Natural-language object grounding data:

^^^^^^^^

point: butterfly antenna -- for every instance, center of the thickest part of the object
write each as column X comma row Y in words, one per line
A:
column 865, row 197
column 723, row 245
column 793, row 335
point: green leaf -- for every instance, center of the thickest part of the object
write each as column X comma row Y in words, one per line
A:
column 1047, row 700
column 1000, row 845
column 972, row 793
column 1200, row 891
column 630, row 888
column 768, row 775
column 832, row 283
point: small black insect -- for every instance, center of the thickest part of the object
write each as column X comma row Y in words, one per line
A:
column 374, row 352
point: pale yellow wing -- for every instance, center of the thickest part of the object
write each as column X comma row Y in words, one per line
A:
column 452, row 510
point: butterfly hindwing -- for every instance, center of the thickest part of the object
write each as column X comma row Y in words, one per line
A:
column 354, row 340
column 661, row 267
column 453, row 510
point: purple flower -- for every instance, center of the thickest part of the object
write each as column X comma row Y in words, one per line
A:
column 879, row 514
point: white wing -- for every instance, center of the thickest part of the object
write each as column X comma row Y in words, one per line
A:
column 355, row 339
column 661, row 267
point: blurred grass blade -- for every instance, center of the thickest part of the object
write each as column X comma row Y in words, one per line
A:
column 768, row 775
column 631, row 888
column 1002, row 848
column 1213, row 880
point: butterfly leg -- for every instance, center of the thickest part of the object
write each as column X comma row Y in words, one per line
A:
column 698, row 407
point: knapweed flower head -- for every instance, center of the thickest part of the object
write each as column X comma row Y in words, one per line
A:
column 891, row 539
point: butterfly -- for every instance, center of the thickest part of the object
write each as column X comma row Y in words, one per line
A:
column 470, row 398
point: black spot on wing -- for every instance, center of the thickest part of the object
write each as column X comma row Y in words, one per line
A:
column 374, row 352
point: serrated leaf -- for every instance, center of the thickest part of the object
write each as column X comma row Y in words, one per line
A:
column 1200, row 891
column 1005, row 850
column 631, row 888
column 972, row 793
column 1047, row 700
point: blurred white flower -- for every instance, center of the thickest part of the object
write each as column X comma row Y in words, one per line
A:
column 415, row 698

^^^^^^^^

What is required: Once the line containing "point: purple flower" has been written out, please stop; every line before it, back to the first line of the records above, should be given exactly.

Solution for this problem:
point: butterfly antenna -- for every instance, center of the thickest part of the object
write each as column X comma row Y in words, one per line
A:
column 865, row 197
column 723, row 245
column 793, row 335
point: green leaf -- for every instance, center of the thickest part of the object
write each as column X comma row Y in words, one per line
A:
column 1047, row 700
column 1000, row 845
column 972, row 793
column 1200, row 891
column 630, row 888
column 768, row 775
column 832, row 283
point: small black insect -- for every instance, center of the thickest part of the object
write each as column X comma row Y in words, one per line
A:
column 374, row 352
point: pale yellow wing -- for every instance, center of the thickest part of the object
write each as column X comma row Y in words, one per line
A:
column 452, row 510
point: butterfly hindwing -- for every instance, center of the thickest part of the object
write each as column X comma row Y in words, one per line
A:
column 354, row 340
column 661, row 267
column 453, row 510
point: purple flower -- for every instance, center of the thickest part of the object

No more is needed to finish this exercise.